>> start Source document

Dire Circumstances

Bush’s prime-time address to the nation calls for urgent but measured action. Stabilize, protect your jobs, mortgages and credit and leave the regulatory redesign for later. Invites the presidential candidates in for talks with congressional candidates, financial leaders Thursday. Unorthodox, maybe unprecedented, but these are not normal times. Both are senators with a currently enhanced authority as party standard bearers, and this is a chance to show their ability to place our interests ahead of theirs. One of them will end up owning it, and all of us will end up owning one of them along with it.

Awaiting “stunt” denunciations. Also, some actual speech coverage. Meanwhile, here’s the latest re the big meeting. Turns out Obama has accepted. Stunt denunciation No. 1 as ABC posits the Bush confab could be a ploy to help McCain. I think it’s more likely a ploy to get something done and arrive at a consensus after the initial Paulson plan took fire and the whole process appeared in danger of being subjected to congressional business as usual.

OK, Bush speech roundup: 

Gateway’s got your vid. Hot Air’s got your open thread. Michelle’s got your Bush Laugh Line of the Day: “I’m a strong believer in free enterprise.”

Glenn Reynolds finds “nothing hugely exciting” in the Bush speech, prefers Scott Ott’s important reporting report on Bush’s “much-needed 21st-century civil rights act for stupid people.” Hard to argue with this kind of presidential logic:

“To sustain this shining city on a hill,” Mr. Bush said, “we need to rescue the ignorant, irresponsible folks — from Wall Street to Capitol Hill to Main Street — who got us to where we are today. We must guarantee that no American suffers the soft bigotry of being forced to live with the consequences of his bad decisions.”

President Bush

(Art via ABC. Unclear if the choice of a somewhat deer-in-the-headlights Chimpy shot was purposeful or not. He didn’t come across at all my-pet-goat live. In fact, he sounded like he intended to exert some leadership and was using the bully  pulpit to signal that he knows it’s a big deal and is treating it as such. Part of that presidential multi-tasking thing Obama was talking about.)

NYT: President issues warning to Americans.

WASHINGTON — President Bush urged the American people and their lawmakers on Wednesday night to support his administration’s vast economic-recovery package, saying that a failure to do so could plunge the United States into “a long and painful recession.”

“Fellow citizens, we must not let this happen,” the president said in a speech from the White House.

Mr. Bush sought to rally the country in the kind of bipartisan effort he said was needed, not just to preserve American investment firms and big businesses but the savings and aspirations of millions of citizens in cities and on farms across the country.

“This rescue effort is not aimed at preserving any individual company or industry,” Mr. Bush said. “It is aimed at preserving America’s overall economy.”

The $700 billion plan his administration has put forth would normally be anathema to him, Mr. Bush said, because he typically would adhere to his philosophy that “companies that make bad decisions ought to be allowed to go out of business.”

But these are not normal times, he said, warning that without quick action, “America could slip into a financial panic.”

The president’s address, about 15 minutes long, was at once a plea for political action, an appeal to ordinary Americans that he understands their frustration and anger and a reaffirmation of his basic faith in capitalism.

>> end Source document
>> start Stored records

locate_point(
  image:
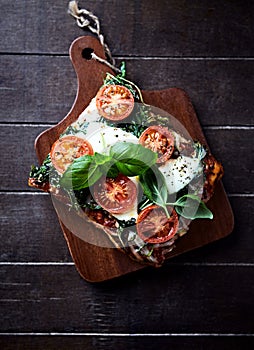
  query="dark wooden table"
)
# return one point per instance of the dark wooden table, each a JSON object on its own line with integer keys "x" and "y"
{"x": 200, "y": 300}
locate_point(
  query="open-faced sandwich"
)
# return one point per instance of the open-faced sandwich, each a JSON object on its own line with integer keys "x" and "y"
{"x": 132, "y": 170}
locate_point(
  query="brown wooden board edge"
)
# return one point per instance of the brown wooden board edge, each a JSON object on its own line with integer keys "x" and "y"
{"x": 90, "y": 75}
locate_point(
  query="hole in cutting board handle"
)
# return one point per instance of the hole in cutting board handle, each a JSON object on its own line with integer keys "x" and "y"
{"x": 87, "y": 53}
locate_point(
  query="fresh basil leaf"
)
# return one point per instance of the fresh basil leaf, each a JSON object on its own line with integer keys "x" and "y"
{"x": 154, "y": 186}
{"x": 101, "y": 159}
{"x": 191, "y": 207}
{"x": 82, "y": 173}
{"x": 132, "y": 159}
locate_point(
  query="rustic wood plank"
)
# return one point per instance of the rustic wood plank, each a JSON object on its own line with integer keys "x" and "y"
{"x": 32, "y": 233}
{"x": 227, "y": 145}
{"x": 122, "y": 343}
{"x": 169, "y": 28}
{"x": 31, "y": 229}
{"x": 44, "y": 87}
{"x": 167, "y": 300}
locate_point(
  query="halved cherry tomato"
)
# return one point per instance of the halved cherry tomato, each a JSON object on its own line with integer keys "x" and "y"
{"x": 116, "y": 195}
{"x": 153, "y": 225}
{"x": 114, "y": 102}
{"x": 160, "y": 140}
{"x": 65, "y": 150}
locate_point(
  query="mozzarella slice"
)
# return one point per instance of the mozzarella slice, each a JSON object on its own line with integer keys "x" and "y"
{"x": 179, "y": 172}
{"x": 133, "y": 212}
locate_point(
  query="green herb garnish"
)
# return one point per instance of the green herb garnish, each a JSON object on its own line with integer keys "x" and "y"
{"x": 124, "y": 157}
{"x": 189, "y": 206}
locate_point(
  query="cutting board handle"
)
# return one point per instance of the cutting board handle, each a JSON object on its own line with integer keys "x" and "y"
{"x": 90, "y": 75}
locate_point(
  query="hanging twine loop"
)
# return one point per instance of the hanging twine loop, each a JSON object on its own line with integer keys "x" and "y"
{"x": 86, "y": 19}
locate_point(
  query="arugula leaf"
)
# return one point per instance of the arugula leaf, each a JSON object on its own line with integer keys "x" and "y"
{"x": 191, "y": 207}
{"x": 132, "y": 159}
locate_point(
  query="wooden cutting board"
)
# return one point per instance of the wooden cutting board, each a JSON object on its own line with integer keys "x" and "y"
{"x": 95, "y": 263}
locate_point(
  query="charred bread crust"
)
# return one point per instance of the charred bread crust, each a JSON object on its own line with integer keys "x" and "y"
{"x": 213, "y": 172}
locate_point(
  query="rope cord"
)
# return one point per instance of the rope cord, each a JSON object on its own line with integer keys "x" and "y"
{"x": 86, "y": 19}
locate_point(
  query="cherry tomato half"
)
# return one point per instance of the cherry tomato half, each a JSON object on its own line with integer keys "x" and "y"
{"x": 65, "y": 150}
{"x": 153, "y": 225}
{"x": 160, "y": 140}
{"x": 116, "y": 195}
{"x": 114, "y": 102}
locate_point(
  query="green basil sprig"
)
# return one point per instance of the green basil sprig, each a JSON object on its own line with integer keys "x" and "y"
{"x": 189, "y": 206}
{"x": 124, "y": 157}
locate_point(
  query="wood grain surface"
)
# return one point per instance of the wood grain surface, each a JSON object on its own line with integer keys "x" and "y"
{"x": 94, "y": 257}
{"x": 202, "y": 299}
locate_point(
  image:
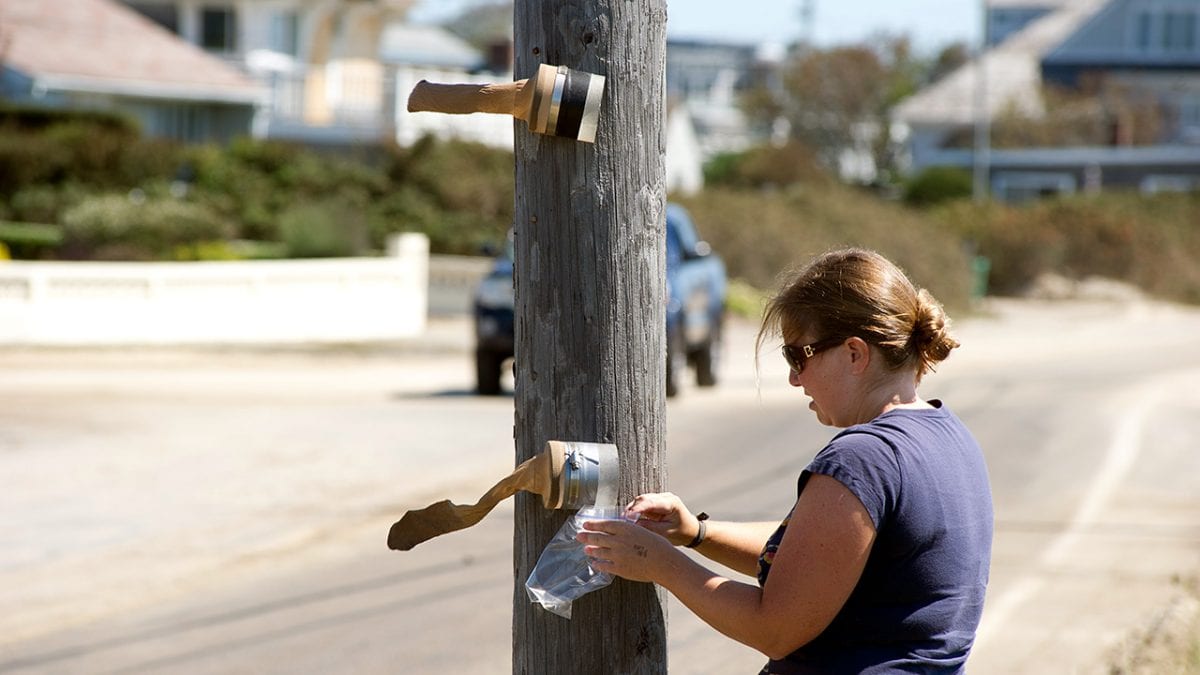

>> end Stored records

**Directions**: In the post about Bush's prime-time address, how large is the plan his administration has put forth?

**The response**: $700 billion